Take the entries that follow and return exactly the lines from the one holding "box: [292, 26, 353, 72]" through the one holding "positive clicks: (153, 180)", both included. Nothing else is needed.

(Provided information)

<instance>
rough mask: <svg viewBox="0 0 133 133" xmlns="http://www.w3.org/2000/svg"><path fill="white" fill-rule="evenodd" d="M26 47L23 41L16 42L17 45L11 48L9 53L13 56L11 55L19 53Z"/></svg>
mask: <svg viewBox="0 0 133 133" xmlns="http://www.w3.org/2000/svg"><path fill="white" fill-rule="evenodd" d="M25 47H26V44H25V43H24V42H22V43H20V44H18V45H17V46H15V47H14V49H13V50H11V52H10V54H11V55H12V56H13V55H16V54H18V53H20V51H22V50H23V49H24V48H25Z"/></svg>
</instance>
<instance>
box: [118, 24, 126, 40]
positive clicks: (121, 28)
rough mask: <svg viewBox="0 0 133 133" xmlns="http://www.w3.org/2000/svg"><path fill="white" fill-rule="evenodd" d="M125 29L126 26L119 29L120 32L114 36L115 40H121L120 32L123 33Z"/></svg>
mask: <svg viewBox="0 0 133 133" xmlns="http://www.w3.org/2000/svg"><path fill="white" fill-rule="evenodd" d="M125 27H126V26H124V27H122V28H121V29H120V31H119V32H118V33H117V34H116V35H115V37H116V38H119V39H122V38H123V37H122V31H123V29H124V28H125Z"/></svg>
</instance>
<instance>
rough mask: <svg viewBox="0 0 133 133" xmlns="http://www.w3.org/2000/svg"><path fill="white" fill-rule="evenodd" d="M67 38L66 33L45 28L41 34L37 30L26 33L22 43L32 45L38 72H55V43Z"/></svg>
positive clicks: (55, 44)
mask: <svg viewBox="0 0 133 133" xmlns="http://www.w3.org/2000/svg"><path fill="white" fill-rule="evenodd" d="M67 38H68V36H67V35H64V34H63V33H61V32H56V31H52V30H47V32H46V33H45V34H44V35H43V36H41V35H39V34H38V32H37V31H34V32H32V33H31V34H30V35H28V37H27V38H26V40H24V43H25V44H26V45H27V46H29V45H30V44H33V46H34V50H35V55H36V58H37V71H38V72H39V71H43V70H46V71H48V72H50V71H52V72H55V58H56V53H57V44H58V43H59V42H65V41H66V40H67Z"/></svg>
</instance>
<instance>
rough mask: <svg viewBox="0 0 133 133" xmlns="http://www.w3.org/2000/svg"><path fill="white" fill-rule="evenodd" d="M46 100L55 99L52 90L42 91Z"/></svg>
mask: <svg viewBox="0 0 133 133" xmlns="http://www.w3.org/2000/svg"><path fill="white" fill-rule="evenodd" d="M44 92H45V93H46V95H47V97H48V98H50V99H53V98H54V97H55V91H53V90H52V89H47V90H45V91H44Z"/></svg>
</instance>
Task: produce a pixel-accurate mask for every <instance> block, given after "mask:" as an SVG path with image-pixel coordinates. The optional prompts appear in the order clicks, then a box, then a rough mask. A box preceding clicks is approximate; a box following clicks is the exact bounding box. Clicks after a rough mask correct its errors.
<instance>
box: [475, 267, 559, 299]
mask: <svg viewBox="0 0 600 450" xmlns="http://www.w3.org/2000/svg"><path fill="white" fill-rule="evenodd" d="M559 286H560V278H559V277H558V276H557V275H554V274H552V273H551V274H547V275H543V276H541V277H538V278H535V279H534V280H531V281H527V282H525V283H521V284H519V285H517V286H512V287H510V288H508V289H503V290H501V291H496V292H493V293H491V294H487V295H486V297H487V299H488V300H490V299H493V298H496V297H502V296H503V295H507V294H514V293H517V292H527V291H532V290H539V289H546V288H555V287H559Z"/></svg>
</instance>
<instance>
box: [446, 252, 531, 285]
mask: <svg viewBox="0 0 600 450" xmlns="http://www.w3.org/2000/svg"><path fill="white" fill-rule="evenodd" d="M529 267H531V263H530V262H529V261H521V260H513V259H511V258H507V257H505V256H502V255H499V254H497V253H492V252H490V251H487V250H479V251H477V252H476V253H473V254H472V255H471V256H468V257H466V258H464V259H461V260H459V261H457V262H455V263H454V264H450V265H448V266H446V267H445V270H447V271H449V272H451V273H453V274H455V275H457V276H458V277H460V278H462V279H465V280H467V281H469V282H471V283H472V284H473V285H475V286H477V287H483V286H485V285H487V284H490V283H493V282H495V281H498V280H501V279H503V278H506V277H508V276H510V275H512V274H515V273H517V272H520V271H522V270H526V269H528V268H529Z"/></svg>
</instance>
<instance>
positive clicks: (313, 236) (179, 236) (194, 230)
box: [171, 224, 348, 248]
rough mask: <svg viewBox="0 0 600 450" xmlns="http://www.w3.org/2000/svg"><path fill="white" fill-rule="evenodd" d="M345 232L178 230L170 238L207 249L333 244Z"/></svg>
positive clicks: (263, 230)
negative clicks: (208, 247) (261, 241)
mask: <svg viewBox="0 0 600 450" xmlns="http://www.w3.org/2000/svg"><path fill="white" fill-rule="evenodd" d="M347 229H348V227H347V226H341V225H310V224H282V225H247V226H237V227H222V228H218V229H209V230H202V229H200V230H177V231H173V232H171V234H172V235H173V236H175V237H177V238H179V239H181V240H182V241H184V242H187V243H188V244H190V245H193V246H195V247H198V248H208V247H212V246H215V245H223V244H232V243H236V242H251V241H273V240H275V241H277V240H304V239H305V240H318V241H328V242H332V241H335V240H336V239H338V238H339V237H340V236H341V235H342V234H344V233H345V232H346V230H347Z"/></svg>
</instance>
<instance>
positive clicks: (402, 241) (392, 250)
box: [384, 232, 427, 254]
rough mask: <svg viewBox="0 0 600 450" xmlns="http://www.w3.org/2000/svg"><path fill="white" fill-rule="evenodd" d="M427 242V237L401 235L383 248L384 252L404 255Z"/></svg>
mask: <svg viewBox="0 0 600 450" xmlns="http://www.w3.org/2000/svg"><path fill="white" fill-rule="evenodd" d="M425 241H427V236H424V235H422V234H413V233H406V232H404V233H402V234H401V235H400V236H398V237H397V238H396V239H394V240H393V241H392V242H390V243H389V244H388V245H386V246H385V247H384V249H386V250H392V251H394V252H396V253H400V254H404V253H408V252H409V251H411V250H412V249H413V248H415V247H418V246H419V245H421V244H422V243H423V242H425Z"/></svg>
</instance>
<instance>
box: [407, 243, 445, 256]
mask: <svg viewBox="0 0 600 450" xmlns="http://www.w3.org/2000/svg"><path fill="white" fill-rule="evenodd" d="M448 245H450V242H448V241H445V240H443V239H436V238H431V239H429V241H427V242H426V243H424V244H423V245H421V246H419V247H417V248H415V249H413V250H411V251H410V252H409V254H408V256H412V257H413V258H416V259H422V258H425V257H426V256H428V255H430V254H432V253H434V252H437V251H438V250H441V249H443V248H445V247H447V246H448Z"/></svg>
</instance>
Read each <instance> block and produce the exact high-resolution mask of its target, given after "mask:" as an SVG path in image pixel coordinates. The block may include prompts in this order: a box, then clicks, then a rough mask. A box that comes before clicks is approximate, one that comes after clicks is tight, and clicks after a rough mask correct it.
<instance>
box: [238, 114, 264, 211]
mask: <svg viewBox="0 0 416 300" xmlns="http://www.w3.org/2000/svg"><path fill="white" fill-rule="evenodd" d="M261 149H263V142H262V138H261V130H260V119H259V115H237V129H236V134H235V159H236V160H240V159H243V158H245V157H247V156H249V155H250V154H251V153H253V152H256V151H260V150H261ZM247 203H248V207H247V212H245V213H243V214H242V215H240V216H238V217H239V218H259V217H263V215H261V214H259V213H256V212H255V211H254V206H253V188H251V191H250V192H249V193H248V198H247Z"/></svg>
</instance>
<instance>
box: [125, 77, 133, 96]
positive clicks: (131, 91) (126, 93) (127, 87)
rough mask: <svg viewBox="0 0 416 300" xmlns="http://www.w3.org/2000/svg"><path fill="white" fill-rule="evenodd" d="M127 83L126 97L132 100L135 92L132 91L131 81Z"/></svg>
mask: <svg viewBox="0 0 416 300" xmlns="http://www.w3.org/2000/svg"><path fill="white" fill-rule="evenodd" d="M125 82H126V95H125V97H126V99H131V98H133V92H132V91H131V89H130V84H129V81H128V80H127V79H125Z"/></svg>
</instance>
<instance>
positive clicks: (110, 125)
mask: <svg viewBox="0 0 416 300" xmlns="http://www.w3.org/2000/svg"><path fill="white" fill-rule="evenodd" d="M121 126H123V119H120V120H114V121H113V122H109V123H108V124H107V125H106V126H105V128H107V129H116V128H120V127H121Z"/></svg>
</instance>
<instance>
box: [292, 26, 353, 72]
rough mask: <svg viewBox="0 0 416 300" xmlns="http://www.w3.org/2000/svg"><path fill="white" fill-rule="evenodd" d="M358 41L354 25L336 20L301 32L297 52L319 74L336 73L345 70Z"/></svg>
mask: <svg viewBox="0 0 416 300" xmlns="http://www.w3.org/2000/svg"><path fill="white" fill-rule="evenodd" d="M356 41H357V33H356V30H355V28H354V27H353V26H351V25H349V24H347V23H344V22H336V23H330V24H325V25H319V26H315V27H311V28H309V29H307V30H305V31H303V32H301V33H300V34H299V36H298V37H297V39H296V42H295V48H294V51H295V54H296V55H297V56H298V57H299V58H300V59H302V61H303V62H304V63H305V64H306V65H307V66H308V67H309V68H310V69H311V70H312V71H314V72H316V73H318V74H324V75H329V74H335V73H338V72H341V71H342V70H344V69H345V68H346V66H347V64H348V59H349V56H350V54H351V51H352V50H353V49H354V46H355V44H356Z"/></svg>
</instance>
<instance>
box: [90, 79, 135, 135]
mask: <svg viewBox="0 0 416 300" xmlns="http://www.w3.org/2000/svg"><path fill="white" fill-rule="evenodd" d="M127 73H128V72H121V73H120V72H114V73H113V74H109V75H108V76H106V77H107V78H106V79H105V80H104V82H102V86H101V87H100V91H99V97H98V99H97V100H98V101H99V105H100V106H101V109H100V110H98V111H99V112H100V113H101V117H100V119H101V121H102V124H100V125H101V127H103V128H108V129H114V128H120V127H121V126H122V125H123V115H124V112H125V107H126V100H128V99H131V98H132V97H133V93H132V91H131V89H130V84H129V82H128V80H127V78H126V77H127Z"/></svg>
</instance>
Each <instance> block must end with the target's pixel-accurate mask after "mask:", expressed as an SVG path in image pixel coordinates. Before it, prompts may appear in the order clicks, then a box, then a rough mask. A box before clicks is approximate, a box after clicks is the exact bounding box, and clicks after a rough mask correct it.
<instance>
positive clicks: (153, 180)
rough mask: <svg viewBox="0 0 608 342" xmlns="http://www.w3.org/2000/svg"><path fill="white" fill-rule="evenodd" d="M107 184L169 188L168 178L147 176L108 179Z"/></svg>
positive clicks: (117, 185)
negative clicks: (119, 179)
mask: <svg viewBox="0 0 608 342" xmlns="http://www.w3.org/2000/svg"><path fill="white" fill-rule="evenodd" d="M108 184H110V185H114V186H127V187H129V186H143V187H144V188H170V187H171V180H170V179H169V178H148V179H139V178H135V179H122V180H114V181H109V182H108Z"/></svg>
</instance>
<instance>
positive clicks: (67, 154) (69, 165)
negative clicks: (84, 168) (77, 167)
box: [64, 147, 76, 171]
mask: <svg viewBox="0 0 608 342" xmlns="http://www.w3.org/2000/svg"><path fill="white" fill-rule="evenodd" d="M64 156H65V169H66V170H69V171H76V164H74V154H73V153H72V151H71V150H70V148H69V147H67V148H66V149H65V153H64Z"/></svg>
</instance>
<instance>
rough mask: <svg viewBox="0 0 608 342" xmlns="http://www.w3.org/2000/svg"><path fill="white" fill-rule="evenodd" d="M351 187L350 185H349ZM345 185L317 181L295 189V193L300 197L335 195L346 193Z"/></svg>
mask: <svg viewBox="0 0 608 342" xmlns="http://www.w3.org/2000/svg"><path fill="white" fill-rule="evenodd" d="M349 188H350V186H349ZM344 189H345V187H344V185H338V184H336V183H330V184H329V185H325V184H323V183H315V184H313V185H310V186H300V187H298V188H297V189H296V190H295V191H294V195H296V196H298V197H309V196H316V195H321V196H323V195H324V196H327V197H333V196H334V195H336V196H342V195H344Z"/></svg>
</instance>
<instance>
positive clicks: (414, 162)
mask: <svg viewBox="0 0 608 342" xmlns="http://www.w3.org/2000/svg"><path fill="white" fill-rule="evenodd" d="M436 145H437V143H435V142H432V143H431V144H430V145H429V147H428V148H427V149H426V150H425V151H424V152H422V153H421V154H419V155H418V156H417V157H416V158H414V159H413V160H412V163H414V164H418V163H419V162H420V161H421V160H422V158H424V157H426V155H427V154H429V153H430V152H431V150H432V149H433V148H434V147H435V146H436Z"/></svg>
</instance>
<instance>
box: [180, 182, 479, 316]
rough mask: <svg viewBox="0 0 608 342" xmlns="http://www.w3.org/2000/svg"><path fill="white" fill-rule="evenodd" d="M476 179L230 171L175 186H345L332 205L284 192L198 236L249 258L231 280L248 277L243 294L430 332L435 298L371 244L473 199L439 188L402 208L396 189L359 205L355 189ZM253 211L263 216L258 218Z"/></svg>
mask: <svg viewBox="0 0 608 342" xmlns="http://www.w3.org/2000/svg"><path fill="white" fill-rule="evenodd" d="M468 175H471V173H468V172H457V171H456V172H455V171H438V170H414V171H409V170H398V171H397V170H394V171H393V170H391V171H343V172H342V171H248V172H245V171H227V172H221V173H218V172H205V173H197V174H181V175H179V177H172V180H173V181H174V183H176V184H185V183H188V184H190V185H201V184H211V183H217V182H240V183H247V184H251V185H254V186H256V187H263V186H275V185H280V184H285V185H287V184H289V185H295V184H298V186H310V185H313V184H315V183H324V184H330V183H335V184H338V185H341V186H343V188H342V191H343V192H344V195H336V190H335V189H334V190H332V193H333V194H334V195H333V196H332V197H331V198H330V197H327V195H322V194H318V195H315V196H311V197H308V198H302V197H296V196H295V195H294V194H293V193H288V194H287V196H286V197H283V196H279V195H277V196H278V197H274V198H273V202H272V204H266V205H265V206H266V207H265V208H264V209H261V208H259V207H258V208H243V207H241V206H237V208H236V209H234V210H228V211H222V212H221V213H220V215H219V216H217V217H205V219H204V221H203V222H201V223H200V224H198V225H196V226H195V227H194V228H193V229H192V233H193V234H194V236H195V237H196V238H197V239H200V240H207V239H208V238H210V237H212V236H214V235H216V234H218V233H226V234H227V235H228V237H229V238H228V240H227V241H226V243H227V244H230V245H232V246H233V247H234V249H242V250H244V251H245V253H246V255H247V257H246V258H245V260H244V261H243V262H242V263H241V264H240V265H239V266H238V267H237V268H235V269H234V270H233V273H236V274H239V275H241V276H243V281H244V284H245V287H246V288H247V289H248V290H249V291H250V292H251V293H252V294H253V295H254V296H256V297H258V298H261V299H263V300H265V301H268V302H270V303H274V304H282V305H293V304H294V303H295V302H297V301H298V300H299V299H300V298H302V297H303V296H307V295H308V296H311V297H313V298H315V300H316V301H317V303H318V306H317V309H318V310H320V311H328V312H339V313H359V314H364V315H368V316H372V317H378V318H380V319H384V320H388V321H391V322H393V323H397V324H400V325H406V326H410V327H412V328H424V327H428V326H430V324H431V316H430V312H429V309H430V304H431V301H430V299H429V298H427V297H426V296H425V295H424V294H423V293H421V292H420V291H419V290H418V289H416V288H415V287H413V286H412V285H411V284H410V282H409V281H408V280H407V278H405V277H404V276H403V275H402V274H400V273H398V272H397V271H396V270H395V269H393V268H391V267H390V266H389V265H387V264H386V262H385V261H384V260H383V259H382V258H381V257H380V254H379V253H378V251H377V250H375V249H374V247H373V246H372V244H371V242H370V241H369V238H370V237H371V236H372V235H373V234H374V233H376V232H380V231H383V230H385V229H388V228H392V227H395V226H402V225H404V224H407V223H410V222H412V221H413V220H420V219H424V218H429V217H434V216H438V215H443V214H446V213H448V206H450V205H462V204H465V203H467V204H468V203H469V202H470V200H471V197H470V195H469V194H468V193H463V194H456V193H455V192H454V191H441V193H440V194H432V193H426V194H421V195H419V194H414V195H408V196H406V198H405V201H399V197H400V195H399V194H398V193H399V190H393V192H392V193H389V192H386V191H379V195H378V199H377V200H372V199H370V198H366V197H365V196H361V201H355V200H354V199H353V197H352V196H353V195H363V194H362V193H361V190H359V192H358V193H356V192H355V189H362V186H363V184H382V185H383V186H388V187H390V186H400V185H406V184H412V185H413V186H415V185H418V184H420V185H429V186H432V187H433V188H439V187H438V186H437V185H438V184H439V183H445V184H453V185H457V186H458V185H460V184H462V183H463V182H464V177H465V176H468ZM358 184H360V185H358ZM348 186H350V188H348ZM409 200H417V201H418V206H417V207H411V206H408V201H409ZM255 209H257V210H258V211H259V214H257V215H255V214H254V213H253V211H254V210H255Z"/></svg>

(End Provided information)

* **Output of the task**
box: [292, 26, 353, 72]
rough mask: <svg viewBox="0 0 416 300" xmlns="http://www.w3.org/2000/svg"><path fill="white" fill-rule="evenodd" d="M358 41L354 25L336 20L301 32L297 52L319 74L336 73L345 70Z"/></svg>
mask: <svg viewBox="0 0 416 300" xmlns="http://www.w3.org/2000/svg"><path fill="white" fill-rule="evenodd" d="M356 41H357V33H356V30H355V28H354V27H353V26H351V25H349V24H347V23H344V22H336V23H330V24H325V25H319V26H315V27H311V28H309V29H307V30H305V31H303V32H301V33H300V34H299V36H298V37H297V39H296V42H295V48H294V51H295V54H296V55H297V56H298V57H299V58H300V59H302V61H303V62H304V63H305V64H306V65H307V66H308V67H309V68H310V69H311V70H312V71H314V72H316V73H318V74H324V75H329V74H335V73H338V72H341V71H342V70H344V69H345V68H346V66H347V64H348V59H349V56H350V54H351V51H352V50H353V49H354V46H355V44H356Z"/></svg>
</instance>
<instance>
box: [90, 79, 135, 135]
mask: <svg viewBox="0 0 416 300" xmlns="http://www.w3.org/2000/svg"><path fill="white" fill-rule="evenodd" d="M127 73H128V72H121V73H120V72H114V73H113V74H109V75H108V76H106V77H107V78H106V79H105V80H104V82H102V86H101V87H100V91H99V97H98V99H97V100H98V101H99V105H100V106H101V109H100V110H98V111H99V112H100V113H101V117H100V119H101V121H102V124H100V125H101V127H103V128H108V129H114V128H120V127H121V126H122V125H123V115H124V112H125V107H126V100H128V99H131V98H132V97H133V93H132V91H131V89H130V84H129V82H128V80H127V78H126V77H127Z"/></svg>
</instance>
Each <instance> block must end with the target's pixel-accurate mask after "mask:", expressed as an SVG path in image pixel coordinates. Before it, prompts may appear in the order clicks, then a box, then a rough mask. A box before clicks is approximate, a box after clicks is the exact bounding box, and clicks after a rough mask correct it.
<instance>
positive clicks: (153, 180)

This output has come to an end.